> _MATERIAL_:
=-=-=

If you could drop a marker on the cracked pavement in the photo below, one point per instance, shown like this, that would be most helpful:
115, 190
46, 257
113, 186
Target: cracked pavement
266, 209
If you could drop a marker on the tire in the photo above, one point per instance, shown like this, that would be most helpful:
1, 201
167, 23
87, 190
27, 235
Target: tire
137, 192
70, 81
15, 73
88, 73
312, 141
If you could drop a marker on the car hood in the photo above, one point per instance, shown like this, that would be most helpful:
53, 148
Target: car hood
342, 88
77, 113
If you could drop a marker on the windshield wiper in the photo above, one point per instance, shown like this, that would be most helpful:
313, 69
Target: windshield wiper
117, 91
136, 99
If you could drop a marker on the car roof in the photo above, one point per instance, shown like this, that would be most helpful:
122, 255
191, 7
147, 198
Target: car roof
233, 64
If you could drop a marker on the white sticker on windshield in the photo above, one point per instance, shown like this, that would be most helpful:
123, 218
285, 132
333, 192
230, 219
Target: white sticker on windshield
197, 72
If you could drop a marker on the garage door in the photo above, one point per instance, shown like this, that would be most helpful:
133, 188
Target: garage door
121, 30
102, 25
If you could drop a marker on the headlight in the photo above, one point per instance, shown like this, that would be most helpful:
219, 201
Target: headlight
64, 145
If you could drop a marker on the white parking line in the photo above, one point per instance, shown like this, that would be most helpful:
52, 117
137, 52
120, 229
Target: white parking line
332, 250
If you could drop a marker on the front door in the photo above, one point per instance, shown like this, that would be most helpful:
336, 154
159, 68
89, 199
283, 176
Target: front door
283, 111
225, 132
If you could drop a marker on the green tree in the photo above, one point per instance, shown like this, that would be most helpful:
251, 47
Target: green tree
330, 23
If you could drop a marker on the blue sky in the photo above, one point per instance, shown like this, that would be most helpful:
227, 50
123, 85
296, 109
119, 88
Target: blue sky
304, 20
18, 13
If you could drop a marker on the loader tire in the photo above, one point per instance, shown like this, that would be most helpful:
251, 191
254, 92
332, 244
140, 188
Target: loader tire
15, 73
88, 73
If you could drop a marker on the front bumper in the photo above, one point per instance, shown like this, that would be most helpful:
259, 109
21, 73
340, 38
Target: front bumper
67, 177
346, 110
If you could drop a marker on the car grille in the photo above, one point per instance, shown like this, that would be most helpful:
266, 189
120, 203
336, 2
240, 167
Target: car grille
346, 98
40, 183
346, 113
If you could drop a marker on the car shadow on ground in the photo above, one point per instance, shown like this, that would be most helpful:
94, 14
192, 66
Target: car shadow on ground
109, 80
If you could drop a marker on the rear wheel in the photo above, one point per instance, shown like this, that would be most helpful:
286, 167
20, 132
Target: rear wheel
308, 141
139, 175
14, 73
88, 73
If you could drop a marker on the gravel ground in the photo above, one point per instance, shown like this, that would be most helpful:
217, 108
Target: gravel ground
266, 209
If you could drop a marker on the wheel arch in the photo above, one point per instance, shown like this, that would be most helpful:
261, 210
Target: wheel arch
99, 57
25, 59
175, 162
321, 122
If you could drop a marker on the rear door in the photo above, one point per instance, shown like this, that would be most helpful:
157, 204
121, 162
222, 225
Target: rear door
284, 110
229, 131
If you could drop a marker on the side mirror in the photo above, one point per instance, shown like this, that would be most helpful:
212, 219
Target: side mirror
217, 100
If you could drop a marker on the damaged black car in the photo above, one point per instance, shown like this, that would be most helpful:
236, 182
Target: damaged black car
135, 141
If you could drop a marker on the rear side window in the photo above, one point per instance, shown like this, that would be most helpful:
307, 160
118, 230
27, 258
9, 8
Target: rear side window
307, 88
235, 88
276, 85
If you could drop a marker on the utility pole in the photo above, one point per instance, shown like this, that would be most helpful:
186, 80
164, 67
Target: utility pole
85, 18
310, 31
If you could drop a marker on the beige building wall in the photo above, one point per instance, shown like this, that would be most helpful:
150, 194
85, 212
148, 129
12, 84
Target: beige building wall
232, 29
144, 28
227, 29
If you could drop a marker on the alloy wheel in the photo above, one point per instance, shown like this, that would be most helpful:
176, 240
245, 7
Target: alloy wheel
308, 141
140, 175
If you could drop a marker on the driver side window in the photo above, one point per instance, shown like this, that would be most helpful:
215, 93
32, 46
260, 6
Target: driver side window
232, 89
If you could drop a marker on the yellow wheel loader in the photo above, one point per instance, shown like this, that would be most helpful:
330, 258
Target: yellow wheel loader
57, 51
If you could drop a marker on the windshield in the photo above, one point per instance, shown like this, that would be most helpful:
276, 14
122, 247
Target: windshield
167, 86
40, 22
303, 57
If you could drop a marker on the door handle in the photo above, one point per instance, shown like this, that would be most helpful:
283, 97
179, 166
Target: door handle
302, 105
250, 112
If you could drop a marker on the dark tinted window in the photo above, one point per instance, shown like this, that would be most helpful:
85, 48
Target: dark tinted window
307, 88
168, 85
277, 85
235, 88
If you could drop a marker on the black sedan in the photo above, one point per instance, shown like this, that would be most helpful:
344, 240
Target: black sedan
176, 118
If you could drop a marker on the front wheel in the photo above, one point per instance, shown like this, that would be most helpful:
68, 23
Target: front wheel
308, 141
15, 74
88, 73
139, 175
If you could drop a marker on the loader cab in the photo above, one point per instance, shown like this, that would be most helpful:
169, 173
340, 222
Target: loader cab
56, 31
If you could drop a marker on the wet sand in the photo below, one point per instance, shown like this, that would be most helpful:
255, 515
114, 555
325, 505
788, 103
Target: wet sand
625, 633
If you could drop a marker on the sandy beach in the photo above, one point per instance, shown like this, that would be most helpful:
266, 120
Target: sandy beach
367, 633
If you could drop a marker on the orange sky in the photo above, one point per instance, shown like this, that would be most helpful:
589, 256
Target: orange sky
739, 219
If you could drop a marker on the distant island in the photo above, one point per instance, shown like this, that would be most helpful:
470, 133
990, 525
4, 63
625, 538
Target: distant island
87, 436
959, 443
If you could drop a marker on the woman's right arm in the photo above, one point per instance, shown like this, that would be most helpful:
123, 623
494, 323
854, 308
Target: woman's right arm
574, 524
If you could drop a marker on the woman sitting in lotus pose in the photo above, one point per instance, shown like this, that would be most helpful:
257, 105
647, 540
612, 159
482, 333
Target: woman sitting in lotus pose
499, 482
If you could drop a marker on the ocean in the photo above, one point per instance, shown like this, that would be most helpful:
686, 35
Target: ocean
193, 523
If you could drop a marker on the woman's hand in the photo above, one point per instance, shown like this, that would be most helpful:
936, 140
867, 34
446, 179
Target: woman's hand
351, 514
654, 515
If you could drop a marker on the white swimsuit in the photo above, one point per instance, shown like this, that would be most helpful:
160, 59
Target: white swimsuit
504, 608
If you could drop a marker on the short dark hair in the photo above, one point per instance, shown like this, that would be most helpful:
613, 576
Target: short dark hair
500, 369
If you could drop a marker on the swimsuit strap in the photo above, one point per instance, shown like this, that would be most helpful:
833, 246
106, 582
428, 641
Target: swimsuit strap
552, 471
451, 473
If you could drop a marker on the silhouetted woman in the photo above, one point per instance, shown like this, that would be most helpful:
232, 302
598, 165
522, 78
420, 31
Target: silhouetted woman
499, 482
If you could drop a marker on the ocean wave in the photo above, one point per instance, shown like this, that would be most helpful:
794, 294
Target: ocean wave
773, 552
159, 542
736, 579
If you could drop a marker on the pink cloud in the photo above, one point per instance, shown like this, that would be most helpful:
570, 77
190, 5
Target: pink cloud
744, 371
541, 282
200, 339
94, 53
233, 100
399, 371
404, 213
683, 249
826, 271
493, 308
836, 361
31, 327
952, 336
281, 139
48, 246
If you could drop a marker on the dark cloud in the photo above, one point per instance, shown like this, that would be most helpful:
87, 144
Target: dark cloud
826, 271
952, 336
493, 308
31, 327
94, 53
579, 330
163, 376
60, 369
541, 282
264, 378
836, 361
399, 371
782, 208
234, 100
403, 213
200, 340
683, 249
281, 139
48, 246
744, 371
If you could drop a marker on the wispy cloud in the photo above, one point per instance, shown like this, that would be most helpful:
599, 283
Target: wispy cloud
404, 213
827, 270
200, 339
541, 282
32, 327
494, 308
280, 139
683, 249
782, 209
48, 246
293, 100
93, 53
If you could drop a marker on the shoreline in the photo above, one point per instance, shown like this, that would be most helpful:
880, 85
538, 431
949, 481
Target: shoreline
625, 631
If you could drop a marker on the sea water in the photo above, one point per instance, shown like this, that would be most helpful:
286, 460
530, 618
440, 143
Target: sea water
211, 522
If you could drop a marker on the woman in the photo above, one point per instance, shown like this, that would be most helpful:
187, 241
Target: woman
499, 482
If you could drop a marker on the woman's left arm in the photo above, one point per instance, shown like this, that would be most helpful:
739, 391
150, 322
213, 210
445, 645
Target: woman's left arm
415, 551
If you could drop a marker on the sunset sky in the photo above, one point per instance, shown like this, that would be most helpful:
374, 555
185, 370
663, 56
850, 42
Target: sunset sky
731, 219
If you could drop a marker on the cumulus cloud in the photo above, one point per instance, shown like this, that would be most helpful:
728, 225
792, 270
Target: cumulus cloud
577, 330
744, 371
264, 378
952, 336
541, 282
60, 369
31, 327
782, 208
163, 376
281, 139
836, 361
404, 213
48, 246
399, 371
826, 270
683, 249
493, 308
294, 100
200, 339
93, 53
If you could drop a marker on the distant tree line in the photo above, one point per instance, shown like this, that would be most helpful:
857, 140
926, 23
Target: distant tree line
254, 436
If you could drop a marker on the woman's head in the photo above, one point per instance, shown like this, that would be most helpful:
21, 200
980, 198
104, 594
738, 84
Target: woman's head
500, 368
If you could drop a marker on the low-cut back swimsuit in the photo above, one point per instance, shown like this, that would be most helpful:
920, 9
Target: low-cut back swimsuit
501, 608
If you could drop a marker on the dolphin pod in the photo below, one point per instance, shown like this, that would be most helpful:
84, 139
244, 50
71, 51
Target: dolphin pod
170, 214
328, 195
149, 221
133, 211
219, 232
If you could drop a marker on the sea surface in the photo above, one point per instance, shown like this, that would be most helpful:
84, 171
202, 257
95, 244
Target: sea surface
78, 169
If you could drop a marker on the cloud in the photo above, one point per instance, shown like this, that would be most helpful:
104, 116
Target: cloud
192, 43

=-=-=

> _TASK_: The answer consists only of the lines from the one containing "If you could drop a marker on the distant tree" to the end of the records, each written out exactly.

> _FINAL RESULT_:
If you could drop a marker on the distant tree line in the photo above, one point per instance, shown like this, that would be most helpful:
857, 140
926, 23
Target: distant tree line
254, 436
If you could drop a marker on the woman's head in the photo above, one point per instance, shown like this, that would be most helpful:
21, 200
980, 198
104, 594
738, 84
Target: woman's head
500, 368
If you could drop a marker on the low-cut back swimsuit in the photo above, one point per instance, shown like this, that would be most helpful:
920, 9
Target: low-cut back swimsuit
501, 608
If you could drop a marker on the dolphin pod in the photo below, one point per instance, shown like this, that would be most helpful:
84, 139
244, 50
71, 51
Target: dolphin pod
170, 214
328, 195
149, 221
133, 211
219, 232
If you could drop a marker on the sea surface in the photo above, one point per instance, shown like this, that would be most helpful:
84, 171
202, 257
95, 244
Target: sea surface
78, 169
If you could drop a marker on the cloud in the photo above, one point per instance, shown like this, that would be most helpful:
104, 116
Target: cloud
192, 43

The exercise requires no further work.